_Data shown_.
--------

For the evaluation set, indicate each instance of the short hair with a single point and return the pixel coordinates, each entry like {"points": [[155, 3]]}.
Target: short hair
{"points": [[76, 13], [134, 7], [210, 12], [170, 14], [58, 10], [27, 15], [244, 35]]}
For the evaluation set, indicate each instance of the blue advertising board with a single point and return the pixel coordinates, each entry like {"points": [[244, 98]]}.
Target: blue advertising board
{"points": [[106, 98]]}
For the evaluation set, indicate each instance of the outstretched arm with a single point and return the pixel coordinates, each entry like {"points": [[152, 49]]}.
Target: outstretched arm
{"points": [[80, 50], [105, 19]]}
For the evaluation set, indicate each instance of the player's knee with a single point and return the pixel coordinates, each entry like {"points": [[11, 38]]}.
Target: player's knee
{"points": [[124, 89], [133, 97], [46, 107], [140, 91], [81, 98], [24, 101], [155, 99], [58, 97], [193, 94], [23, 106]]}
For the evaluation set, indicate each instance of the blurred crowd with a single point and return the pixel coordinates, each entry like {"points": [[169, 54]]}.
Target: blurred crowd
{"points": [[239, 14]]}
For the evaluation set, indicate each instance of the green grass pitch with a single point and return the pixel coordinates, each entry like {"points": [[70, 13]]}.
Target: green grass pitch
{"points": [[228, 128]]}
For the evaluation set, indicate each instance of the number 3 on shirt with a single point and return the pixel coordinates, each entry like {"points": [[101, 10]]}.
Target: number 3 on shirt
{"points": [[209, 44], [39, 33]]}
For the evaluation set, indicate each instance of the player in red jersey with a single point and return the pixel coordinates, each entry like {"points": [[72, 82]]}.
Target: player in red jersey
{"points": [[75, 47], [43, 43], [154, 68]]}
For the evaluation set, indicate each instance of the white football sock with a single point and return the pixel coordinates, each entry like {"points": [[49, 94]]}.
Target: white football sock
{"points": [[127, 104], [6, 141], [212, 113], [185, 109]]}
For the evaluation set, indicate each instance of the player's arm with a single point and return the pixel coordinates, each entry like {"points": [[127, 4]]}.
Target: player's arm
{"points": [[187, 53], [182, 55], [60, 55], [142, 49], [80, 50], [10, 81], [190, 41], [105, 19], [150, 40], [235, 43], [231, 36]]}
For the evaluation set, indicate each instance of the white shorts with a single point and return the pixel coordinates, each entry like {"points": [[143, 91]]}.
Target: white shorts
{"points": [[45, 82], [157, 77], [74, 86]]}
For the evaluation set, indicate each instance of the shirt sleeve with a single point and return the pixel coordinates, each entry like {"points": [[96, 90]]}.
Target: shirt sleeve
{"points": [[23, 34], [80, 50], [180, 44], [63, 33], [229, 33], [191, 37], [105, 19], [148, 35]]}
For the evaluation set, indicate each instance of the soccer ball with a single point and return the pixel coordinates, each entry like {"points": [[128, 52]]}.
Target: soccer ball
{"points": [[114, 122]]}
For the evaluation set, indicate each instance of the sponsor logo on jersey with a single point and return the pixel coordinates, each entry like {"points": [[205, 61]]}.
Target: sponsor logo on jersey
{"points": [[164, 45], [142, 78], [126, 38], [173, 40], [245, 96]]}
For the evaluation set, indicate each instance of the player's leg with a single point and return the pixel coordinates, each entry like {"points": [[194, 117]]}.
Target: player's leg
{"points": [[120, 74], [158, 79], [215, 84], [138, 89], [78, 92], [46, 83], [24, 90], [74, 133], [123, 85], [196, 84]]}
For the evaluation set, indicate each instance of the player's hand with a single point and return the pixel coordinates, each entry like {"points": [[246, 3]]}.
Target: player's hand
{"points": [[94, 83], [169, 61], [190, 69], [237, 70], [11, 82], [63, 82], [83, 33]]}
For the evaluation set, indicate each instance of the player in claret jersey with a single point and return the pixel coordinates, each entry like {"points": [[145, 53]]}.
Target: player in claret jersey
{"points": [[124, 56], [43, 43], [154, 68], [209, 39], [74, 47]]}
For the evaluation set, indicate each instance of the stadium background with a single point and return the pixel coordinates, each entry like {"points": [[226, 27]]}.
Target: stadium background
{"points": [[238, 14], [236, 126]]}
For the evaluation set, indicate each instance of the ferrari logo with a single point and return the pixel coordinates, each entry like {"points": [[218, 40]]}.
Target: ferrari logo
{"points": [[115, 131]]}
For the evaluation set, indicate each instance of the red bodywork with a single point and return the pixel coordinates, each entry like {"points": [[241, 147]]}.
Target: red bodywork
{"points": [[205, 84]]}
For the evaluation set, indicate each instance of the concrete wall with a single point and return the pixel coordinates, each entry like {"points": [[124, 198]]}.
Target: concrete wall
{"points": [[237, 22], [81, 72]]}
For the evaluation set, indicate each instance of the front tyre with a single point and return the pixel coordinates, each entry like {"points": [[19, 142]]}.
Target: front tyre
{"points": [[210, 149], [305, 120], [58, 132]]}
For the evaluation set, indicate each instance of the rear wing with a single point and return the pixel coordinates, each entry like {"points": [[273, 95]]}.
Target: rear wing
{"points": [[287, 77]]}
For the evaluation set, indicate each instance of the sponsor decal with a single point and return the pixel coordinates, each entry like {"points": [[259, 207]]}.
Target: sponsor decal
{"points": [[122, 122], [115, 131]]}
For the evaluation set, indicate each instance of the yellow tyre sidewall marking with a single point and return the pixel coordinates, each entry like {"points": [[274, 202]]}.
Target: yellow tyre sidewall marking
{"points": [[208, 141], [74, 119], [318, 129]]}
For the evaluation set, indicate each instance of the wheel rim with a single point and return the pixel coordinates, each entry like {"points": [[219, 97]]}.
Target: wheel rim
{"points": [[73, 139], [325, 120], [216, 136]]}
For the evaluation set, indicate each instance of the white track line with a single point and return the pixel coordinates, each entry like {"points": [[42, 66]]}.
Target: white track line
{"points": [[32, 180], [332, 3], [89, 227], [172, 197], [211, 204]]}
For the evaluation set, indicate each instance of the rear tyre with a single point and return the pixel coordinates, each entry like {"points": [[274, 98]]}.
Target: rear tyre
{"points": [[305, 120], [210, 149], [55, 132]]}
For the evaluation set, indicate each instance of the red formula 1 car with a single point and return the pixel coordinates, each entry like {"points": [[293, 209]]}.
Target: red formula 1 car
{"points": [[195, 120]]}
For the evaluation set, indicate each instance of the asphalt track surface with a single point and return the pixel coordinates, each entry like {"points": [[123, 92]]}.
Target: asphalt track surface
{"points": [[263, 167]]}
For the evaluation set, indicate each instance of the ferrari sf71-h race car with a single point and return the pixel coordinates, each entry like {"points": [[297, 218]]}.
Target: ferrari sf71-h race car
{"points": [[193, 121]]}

--------

_Written problem_. Update the lines above by replacing every occurrence of "evaluation set" with "test set", leaving all other text unchanged.

_Expected output_.
For the test set, indicate each instance of the short hair with a single point and return the pixel coordinates, each entry like {"points": [[155, 3]]}.
Target: short hair
{"points": [[76, 13], [134, 7], [210, 12], [170, 14], [58, 10], [27, 15], [244, 35]]}
For the test set, indicate each instance of the blue advertising board with a single point and return the pixel coordinates, each entry like {"points": [[244, 98]]}.
Target: blue advertising board
{"points": [[106, 98]]}
For the test set, indicate each instance of the outstretched arm with a single point and return the pixel coordinates, each entry like {"points": [[152, 49]]}.
Target: outstretched arm
{"points": [[80, 50], [105, 19]]}
For the test set, indicate each instance of the player's knee with a single point and return the pixel coordinates, each entry like {"points": [[11, 38]]}.
Target: player's knee
{"points": [[124, 89], [133, 97], [46, 107], [140, 91], [81, 98], [24, 101], [155, 99], [58, 97], [193, 94], [23, 106]]}
For the test set, indicate each instance of the blurred crowd with a single point and return the pixel coordinates, each entry like {"points": [[169, 54]]}.
Target: blurred crowd
{"points": [[239, 14]]}
For the test set, indicate each instance of the green grass pitch with a single point and return the pixel coordinates, each entry like {"points": [[70, 13]]}.
Target: green grass pitch
{"points": [[228, 128]]}
For the test set, indicate each instance of the number 3 on shirt with a single point and return the pixel coordinates, each entry like {"points": [[101, 10]]}.
Target: number 3 on shirt
{"points": [[209, 44], [39, 33]]}
For the test set, indicate each instance of the player in red jersey with a single point and return the pixel coordinates, each entry like {"points": [[72, 82]]}.
Target: player in red jersey
{"points": [[75, 47], [43, 43], [154, 68]]}
For the test set, indicate each instance of the white football sock with a single point and return the pixel coordinates, each entry like {"points": [[49, 94]]}.
Target: white football sock
{"points": [[127, 104], [6, 141], [212, 113], [185, 109]]}
For the test set, indicate each instance of the player's arm with a single point and return the pixel coordinates, each entry like {"points": [[127, 4]]}.
Target: player's arm
{"points": [[187, 53], [182, 55], [60, 55], [142, 49], [80, 50], [10, 81], [190, 41], [105, 19], [150, 40], [235, 43], [231, 36]]}
For the test set, indicate each instance of the white shorts with a single point and return the pixel coordinates, each entry like {"points": [[143, 91]]}.
Target: white shorts
{"points": [[45, 82], [157, 77], [74, 86]]}
For the test set, indicate each instance of the shirt sleeve with a single point and return the pixel coordinates, each entry like {"points": [[96, 90]]}.
Target: shirt sleeve
{"points": [[23, 34], [80, 50], [180, 44], [63, 33], [229, 33], [191, 37], [105, 19], [148, 35]]}
For the test set, indicate each instance of the soccer ball with a single point and return the pixel coordinates, each entry like {"points": [[128, 52]]}.
Target: soccer ball
{"points": [[114, 122]]}
For the test set, indicate each instance of the sponsor logo on jersey with a single point and return the pixel coordinates, each entry like {"points": [[205, 61]]}.
Target: sponsor logo on jersey
{"points": [[164, 45], [142, 78], [126, 38], [173, 40], [245, 96]]}
For the test set, indicate each instance of the player's leg with a single point and return the pixel coordinates, each entry like {"points": [[194, 117]]}.
Target: player's leg
{"points": [[120, 74], [158, 79], [215, 84], [138, 89], [78, 92], [46, 83], [24, 90], [74, 133], [123, 85], [196, 84]]}
For the test set, indicate each instance of the player's hand with a single point and return the pixel coordinates, each entry like {"points": [[246, 3]]}.
Target: player's hand
{"points": [[94, 83], [169, 61], [190, 69], [237, 70], [11, 82], [63, 82], [83, 33]]}
For the test set, indicate each instance of the player in claret jersey with a single point and return the pixel coordinates, each entry like {"points": [[145, 53]]}.
Target: player in claret jersey
{"points": [[124, 56], [43, 43], [154, 68], [209, 39], [74, 47]]}
For the test set, indicate each instance of the stadium background with a single point and return the pixel coordinates, each entry like {"points": [[226, 27]]}.
Target: stadium background
{"points": [[238, 14], [236, 126]]}
For the test set, indicate each instance of the ferrari logo with a single point and return the pixel coordinates, each entry like {"points": [[218, 40]]}.
Target: ferrari logo
{"points": [[115, 131]]}
For the test set, indicate each instance of the red bodywork with a single point and return the pixel coordinates, each entry like {"points": [[241, 147]]}.
Target: red bodywork
{"points": [[205, 84]]}
For the test set, indicate each instance of the concrete wall with a single point and return the pixel coordinates, each entry like {"points": [[124, 198]]}.
Target: concrete wall
{"points": [[237, 22], [81, 72]]}
For the test set, indicate each instance of the front tyre with a single point and return the pixel coordinates, each entry like {"points": [[19, 142]]}.
Target: front tyre
{"points": [[210, 149], [305, 120], [58, 132]]}
For the test set, indicate each instance of the rear wing with a single point and return the pixel coordinates, each entry like {"points": [[273, 95]]}.
Target: rear wing
{"points": [[287, 77]]}
For the test set, indicate each instance of the sponsor decal with a single point and return the pixel coordinates, each entry like {"points": [[259, 207]]}.
Target: sponsor decal
{"points": [[122, 122], [115, 131]]}
For the test set, indicate each instance of the yellow tyre sidewall marking with a single point and return the pixel coordinates, each entry like {"points": [[274, 202]]}.
Target: yellow tyre sidewall marking
{"points": [[208, 141], [74, 119], [318, 129]]}
For the test set, indicate each instance of the wheel rim with a single point and return the pixel coordinates, each entry like {"points": [[219, 97]]}.
Target: wheel rim
{"points": [[73, 139], [325, 120], [216, 136]]}
For the test set, indicate each instance of the white track line with a single point and return the pixel coordinates, each entry like {"points": [[42, 66]]}.
Target: white track line
{"points": [[32, 180], [332, 3], [89, 227], [172, 197], [211, 204]]}
For the test set, indicate each instance of the rear tyre with a single point and return the pixel coordinates, each entry like {"points": [[274, 98]]}.
Target: rear tyre
{"points": [[305, 120], [210, 149], [55, 132]]}
For the test set, indicate each instance of the red formula 1 car with a single point and return the pixel coordinates, each entry like {"points": [[293, 209]]}.
Target: red formula 1 car
{"points": [[195, 120]]}
For the test set, indicate each instance of the asphalt track surface with a single point and return the pixel coordinates, each entry like {"points": [[123, 92]]}.
Target: asphalt track surface
{"points": [[263, 167]]}
For the test set, indicate each instance of the ferrari sf71-h race car with a single point and return the pixel coordinates, each entry like {"points": [[297, 218]]}.
Target: ferrari sf71-h race car
{"points": [[193, 121]]}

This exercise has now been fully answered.